- _SHORT EXERCISE A_:
What does the name DSZO-FW stand for in the excerpt on the DSZO-FW algorithm?

- _QUOTED PASSAGE_:

Motivated by the above discussions, this paper dedicates to designing a novel distributed projection-free and gradient-free algorithm for DSO problems. We provide rigorous theoretical analysis on the convergence rate and complexity guarantee of the proposed algorithm, which enjoys a convergence rate comparable to centralized stochastic first-order optimization algorithms [13], filling the theoretical gap of zeroth-order FW methods in DSO problems. Table 1 provides a comparison of the algorithms proposed in the context. The following is the main contributions of our work.

  • We put forth a Distributed Stochastic Zeroth-Order Frank-Wolfe algorithm (DSZO-FW) by using the gradient tracking technique, the momentum-based variance reduction technique, and the coordinate-wise gradient estimation. To our best knowledge, DSZO-FW is the first zeroth-order FW algorithm for DSO problems.

  • We derive sufficient conditions to guarantee the convergence of DSZO-FW under mild conditions. Specifically, DSZO-FW converges only using one batch by introducing the recursive momentum technique [9]. We establish convergence rates of \(\mathcal{O}(k^{-\frac{1}{2}})\) and \(\mathcal{O}(1/\log _{2}(k))\) for the convex and nonconvex case, respectively. The guarantee of the convex case matches the previous best-known result of centralized stochastic optimization methods.

  • For convex objective functions, we prove that DSZO-FW has a function query complexity of \(\mathcal{O}(n/\epsilon ^{2})\) for finding an ϵ-optimal solution, which coincides with that of the existing centralized best results [3, 4], and is even smaller than that of the recent decentralized FW method in [22].

  • For nonconvex objective functions, we derive that DSZO-FW has a function query complexity of \(\mathcal{O}(n(2^{\frac{1}{\epsilon}}))\) for finding an ϵ-stationary point under time-decaying step sizes. In contrast, other works [4, 14, 22] for solving such problems rely on the step sizes related to the total number of iterations.

- _SHORT EXERCISE B_:
Please write out the lines of the listing again, beginning at the line that has "target: steel rail" and stopping after the line that has "fill: even-odd", with "whole pixels" swapped for "integer pixels" and nothing else changed.

(Region segmentation data)
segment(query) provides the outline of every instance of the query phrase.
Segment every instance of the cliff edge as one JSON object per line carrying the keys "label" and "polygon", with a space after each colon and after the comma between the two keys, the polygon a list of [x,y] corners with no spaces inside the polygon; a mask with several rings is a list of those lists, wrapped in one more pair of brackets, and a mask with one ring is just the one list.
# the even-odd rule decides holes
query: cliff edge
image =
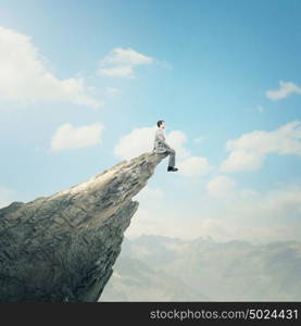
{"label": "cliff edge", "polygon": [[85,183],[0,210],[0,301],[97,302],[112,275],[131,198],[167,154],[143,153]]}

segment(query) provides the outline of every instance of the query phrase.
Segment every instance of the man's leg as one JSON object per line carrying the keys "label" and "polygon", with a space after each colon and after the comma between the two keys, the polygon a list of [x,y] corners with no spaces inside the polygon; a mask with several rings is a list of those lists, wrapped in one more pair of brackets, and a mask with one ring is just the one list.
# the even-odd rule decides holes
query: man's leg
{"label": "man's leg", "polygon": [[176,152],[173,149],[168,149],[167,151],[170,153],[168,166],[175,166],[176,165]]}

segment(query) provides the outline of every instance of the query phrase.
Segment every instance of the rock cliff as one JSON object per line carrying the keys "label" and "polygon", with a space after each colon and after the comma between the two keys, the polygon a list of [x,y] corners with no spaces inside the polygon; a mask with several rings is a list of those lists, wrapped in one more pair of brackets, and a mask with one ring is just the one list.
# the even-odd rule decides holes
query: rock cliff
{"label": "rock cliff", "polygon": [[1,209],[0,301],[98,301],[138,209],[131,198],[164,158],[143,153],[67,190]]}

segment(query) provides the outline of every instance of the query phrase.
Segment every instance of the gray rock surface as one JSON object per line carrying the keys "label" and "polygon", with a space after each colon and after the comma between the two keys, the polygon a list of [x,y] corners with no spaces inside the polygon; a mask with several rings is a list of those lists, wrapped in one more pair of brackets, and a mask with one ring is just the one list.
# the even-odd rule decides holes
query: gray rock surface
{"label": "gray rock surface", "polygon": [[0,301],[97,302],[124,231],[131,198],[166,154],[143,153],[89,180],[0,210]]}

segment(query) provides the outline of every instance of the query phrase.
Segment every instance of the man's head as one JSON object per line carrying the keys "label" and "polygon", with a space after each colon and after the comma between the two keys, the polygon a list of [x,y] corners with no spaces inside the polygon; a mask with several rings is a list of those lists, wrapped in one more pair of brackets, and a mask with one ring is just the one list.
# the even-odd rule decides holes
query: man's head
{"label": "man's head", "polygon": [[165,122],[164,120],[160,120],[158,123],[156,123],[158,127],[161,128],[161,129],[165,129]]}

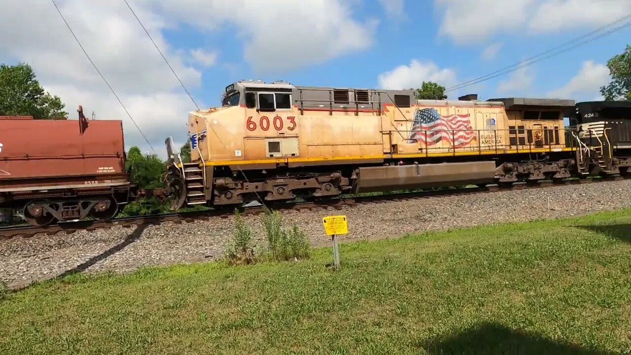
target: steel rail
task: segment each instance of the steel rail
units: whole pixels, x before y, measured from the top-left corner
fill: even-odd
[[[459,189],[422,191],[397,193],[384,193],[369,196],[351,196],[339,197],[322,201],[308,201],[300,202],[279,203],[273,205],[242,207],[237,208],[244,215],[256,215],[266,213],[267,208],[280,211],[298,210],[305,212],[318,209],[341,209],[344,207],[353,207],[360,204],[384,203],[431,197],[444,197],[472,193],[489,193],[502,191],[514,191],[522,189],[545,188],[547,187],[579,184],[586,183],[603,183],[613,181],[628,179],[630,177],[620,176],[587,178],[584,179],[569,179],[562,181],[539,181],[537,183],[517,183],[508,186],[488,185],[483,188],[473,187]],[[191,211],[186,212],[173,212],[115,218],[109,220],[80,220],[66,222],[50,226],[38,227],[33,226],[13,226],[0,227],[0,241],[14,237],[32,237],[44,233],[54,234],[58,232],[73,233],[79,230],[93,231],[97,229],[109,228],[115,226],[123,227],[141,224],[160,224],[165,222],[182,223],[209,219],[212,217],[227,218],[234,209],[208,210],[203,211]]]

- _FULL OUTPUT A_:
Distributed Stochastic Zeroth-Order Frank-Wolfe algorithm

- _FULL OUTPUT B_:
target: steel rail
task: segment each instance of the steel rail
units: integer pixels, x before y, measured from the top-left corner
fill: even-odd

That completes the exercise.